▶ **WHAT THIS TASK INVOLVES**: Down to the last line, set down the material below exactly; skip the pictures.

▶ **SOURCE RECORDS**:

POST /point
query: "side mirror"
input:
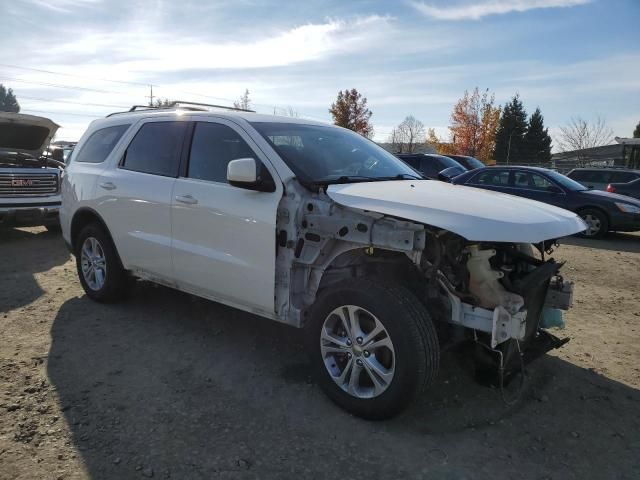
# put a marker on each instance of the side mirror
(249, 174)
(58, 154)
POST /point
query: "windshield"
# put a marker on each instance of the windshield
(565, 181)
(318, 154)
(470, 162)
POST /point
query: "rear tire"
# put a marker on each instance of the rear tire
(597, 222)
(391, 366)
(99, 269)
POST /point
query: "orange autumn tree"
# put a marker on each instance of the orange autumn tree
(474, 122)
(441, 147)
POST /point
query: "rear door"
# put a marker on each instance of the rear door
(224, 236)
(136, 197)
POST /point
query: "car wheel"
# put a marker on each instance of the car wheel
(597, 223)
(373, 347)
(99, 268)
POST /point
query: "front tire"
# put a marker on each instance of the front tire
(99, 269)
(597, 223)
(373, 347)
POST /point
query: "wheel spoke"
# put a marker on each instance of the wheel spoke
(99, 275)
(380, 381)
(354, 378)
(354, 323)
(373, 333)
(93, 242)
(347, 350)
(329, 338)
(342, 379)
(383, 342)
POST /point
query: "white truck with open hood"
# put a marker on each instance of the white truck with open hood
(317, 227)
(29, 183)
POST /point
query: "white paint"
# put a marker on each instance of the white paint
(477, 215)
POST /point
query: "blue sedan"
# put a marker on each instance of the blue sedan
(601, 211)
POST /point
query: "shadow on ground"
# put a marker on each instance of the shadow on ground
(615, 241)
(176, 387)
(45, 251)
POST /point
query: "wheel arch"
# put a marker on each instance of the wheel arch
(83, 217)
(359, 262)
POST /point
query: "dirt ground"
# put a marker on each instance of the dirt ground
(170, 386)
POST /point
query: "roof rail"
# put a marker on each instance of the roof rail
(178, 104)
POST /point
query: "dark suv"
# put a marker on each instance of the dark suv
(599, 178)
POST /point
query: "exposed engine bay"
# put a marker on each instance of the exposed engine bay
(501, 295)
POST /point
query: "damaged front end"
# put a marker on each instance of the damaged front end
(503, 295)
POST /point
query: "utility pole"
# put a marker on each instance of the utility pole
(150, 96)
(509, 148)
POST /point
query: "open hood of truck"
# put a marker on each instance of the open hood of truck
(26, 134)
(475, 214)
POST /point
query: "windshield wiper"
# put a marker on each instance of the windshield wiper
(364, 178)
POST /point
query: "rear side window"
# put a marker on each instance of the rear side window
(430, 167)
(622, 177)
(578, 175)
(100, 144)
(530, 181)
(412, 161)
(499, 178)
(212, 148)
(156, 149)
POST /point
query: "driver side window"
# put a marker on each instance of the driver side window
(212, 148)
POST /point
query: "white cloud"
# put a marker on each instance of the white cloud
(63, 6)
(475, 11)
(145, 50)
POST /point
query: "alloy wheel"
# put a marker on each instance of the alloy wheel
(357, 351)
(93, 263)
(593, 225)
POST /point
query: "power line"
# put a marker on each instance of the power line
(87, 89)
(61, 113)
(70, 87)
(106, 105)
(73, 75)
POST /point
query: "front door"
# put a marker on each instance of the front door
(135, 197)
(223, 236)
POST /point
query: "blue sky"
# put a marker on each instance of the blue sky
(569, 57)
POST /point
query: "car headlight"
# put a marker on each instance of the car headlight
(627, 208)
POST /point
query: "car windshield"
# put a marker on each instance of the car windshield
(324, 155)
(565, 181)
(470, 162)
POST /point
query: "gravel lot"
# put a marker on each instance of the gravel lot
(170, 386)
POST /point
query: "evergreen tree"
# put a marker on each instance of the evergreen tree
(8, 101)
(537, 142)
(510, 135)
(350, 111)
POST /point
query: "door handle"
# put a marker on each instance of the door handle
(188, 199)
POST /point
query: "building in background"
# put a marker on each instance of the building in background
(624, 153)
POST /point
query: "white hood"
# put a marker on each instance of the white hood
(475, 214)
(25, 133)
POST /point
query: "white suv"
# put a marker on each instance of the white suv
(315, 226)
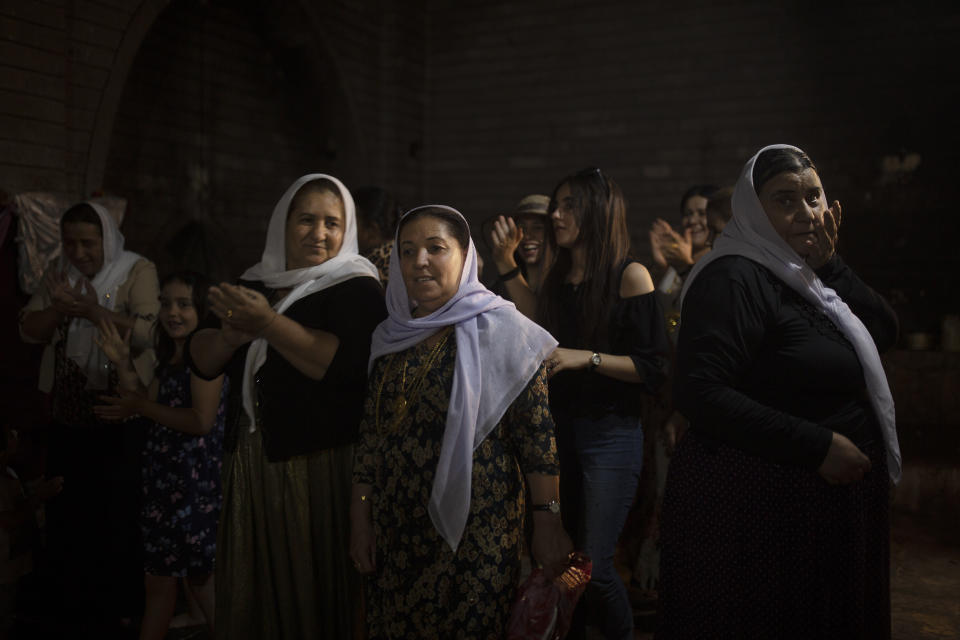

▶ **RESPONSE BOX**:
POST /point
query: "side mirror"
input:
# put a marker on each instance of the side mirror
(249, 174)
(58, 154)
POST /point
query: "windshield"
# put a marker on each instance of the windshield
(565, 181)
(318, 154)
(470, 162)
POST /point
query: "rear tire"
# put a marker on each instance of the rear tire
(597, 222)
(391, 366)
(99, 269)
POST /point
query: "orange autumn tree"
# put a marker on each instance of the orange autumn tree
(474, 122)
(441, 147)
POST /point
query: "rear door"
# put a marker on each instance of the rear door
(224, 236)
(136, 197)
POST /point
query: "car wheel"
# put a marker on each instance of the car wheel
(597, 223)
(373, 347)
(99, 268)
POST /point
query: "front tire"
# put a marker on each instance of the front tire
(99, 269)
(597, 223)
(373, 347)
POST /point
query: "wheel spoke"
# put a marker on each instance of the wheel spoke
(99, 275)
(380, 381)
(354, 378)
(354, 323)
(373, 333)
(93, 242)
(347, 350)
(329, 338)
(342, 379)
(383, 342)
POST /point
query: "white truck with open hood"
# put a marker on each instance of the white truck with open hood
(317, 227)
(29, 183)
POST /point
query: "white paint"
# put a marker on each instance of the white paint
(477, 215)
POST /point
query: "blue sedan"
# put a marker on each instance of the blue sedan
(601, 211)
POST /point
query: "shadow on ground"
# put a marker on each instance of the shadow on ground
(615, 241)
(176, 387)
(45, 251)
POST /point
query: "wheel arch"
# put a marker on each instance of the wheel arch
(83, 217)
(359, 262)
POST /point
query: "dirt ground"
# put a marker on each instance of the dirt ground
(170, 386)
POST /point
query: "roof rail"
# put a marker on each instance of the roof rail
(178, 104)
POST /point
query: "dark suv"
# put a marker on each instance of the dark suv
(599, 178)
POST /point
query: "exposed engine bay"
# put a marker on each instance of the exposed engine bay
(501, 295)
POST /point
query: "damaged front end"
# put a marker on each instance of the damaged front end
(503, 295)
POST /point
query: "utility pole"
# put a marker on each instance of the utility pole
(150, 96)
(509, 148)
POST /point
query: "open hood of truck"
# put a marker on each instance of the open hood of truck
(26, 134)
(475, 214)
POST /point
query: "windshield wiper"
# put a marker on each instance of the windshield wiper
(364, 178)
POST /point
query: "rear side window"
# put a marker on each instance of the rear side window
(430, 167)
(622, 177)
(578, 175)
(100, 144)
(530, 181)
(412, 161)
(499, 178)
(212, 148)
(156, 149)
POST /point
query: "driver side window"
# put a marker on each instance of the driver side window
(212, 148)
POST /point
query: "white cloud"
# put a marker on each instance of the white cloud
(63, 6)
(475, 11)
(145, 50)
POST /point
query: "alloy wheel"
# put a marker on each instance of the alloy wheel
(357, 351)
(93, 263)
(593, 225)
POST /point
query: "power line"
# put a marker on each instance of the power line
(87, 89)
(61, 113)
(70, 87)
(106, 105)
(73, 75)
POST /point
query: "front door"
# put a marker on each instance of the front door
(135, 197)
(223, 236)
POST /point
query: "blue sky"
# put a marker on each instance of the blue sky
(569, 57)
POST /point
query: "car headlight"
# put a marker on each instance of the car headlight
(627, 208)
POST /point
query: "car windshield"
# put a marker on each instance of the car windshield
(324, 155)
(565, 181)
(470, 162)
POST /point
query: "gravel lot"
# put a marker on each instance of the gravel lot
(170, 386)
POST /point
query: "evergreen tree"
# put a marker on each instance of the evergreen tree
(8, 101)
(537, 142)
(510, 135)
(350, 111)
POST /point
query: "door handle"
# put a marker on each instance of the door handle
(188, 199)
POST /point
query: "building in background"
# put a marker on each instance of the building in background
(624, 153)
POST /point
query: "white hood"
# put a marker on each instance of the white hood
(475, 214)
(25, 133)
POST /point
query: "white suv"
# put a marker on each instance of the white suv
(315, 226)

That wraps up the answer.